## Task requirements
**a)** From the microgrid passage, extract the words starting with "But for operations" and going on through "assets and more.".
**b)** Condense the paragraph of the microgrid passage that begins "Advanced microgrid controls require complete hardware solutions" into a short list that keeps its main facts.

## Excerpted passage

◆ ◆ ◆ ◆ ◆ ◆ ◆

When Russelectric, a Siemens business, first started working on the graphic seen below to help customers understand how advanced microgrid controls can empower modern microgrids to do far more than simply provide reliable backup power, we couldn’t help but notice that it looked a lot like the arrangement of a typical orchestra.
What is advanced microgrid control?
Very simply, it is the combination of hardware and software that creates a smart system to conduct an “orchestra” of many power assets to supply power and energy management that is like music in perfect harmony for the audience — on-site energy users.
Advanced microgrid controls require complete hardware solutions in the form of power control switchgear and state-of-the-art software. This combination provides control of a facility’s power supply assets — connecting, controlling and optimizing loads and generation sources to achieve a mix of benefits unique to each customer.
While some advanced microgrid control owners have the expertise on staff to manage the controls via a software dashboard, an advanced microgrid control vendor such as Russelectric will typically offer a combination of services and support to meet the comfort level of any business that could benefit from an advanced microgrid.
Advanced microgrids are for more than business reliance
Now is the fun part: getting to the beautiful music the symphony of energy assets and demand characteristics in a modern microgrid can make when conducted by advanced microgrid controls.
Given the increased instances of extreme weather and climate change, “business resilience” is the buzzword of the day, and the ability of advanced microgrids to provide reliable backup generation when the grid is out is certainly a source of considerable value for many businesses.
But for operations ranging from hospitals to university campuses to industrial sites to community microgrids, an advanced microgrid can offer that and so much more. In fact, there are four primary benefits:
- Power quality. Protecting a facility from utility power quality problems, such as by offsetting demand from the grid during periods of peak demand or severe weather events, via energy from a microgrid’s storage, generation assets and more.

◆ ◆ ◆ ◆ ◆ ◆ ◆

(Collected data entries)

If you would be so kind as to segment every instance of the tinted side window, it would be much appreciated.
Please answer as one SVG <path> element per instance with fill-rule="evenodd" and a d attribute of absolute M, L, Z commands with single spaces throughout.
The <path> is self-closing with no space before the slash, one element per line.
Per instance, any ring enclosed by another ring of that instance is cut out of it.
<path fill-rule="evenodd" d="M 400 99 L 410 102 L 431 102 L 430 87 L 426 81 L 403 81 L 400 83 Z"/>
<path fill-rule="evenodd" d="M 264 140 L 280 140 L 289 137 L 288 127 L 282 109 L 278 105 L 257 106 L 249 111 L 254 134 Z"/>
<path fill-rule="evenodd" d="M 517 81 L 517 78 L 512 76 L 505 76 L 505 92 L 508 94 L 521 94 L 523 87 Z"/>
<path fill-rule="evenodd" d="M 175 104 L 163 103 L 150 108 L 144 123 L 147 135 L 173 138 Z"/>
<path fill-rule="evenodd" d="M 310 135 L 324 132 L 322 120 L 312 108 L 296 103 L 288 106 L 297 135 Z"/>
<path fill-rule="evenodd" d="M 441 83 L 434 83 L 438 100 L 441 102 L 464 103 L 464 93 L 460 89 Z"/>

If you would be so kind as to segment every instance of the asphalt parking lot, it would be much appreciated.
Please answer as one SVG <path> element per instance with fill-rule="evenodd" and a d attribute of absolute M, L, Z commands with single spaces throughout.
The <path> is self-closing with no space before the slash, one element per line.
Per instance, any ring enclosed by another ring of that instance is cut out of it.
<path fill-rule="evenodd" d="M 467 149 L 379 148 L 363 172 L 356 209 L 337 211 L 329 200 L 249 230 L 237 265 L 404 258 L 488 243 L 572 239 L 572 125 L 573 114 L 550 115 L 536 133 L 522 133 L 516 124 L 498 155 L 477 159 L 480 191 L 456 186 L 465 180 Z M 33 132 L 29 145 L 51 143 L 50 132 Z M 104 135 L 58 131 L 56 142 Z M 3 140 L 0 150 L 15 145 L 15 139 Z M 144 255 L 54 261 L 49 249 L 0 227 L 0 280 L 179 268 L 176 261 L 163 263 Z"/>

◆ ◆ ◆ ◆ ◆ ◆ ◆

## Answers by item
**a)**
But for operations ranging from hospitals to university campuses to industrial sites to community microgrids, an advanced microgrid can offer that and so much more. In fact, there are four primary benefits:
- Power quality. Protecting a facility from utility power quality problems, such as by offsetting demand from the grid during periods of peak demand or severe weather events, via energy from a microgrid’s storage, generation assets and more.

**b)**
- Advanced microgrid controls require power control switchgear (hardware) and state-of-the-art software.
- Together, these control a facility's power supply assets.
- They connect, control and optimize loads and generation sources.
- The result is a mix of benefits unique to each customer.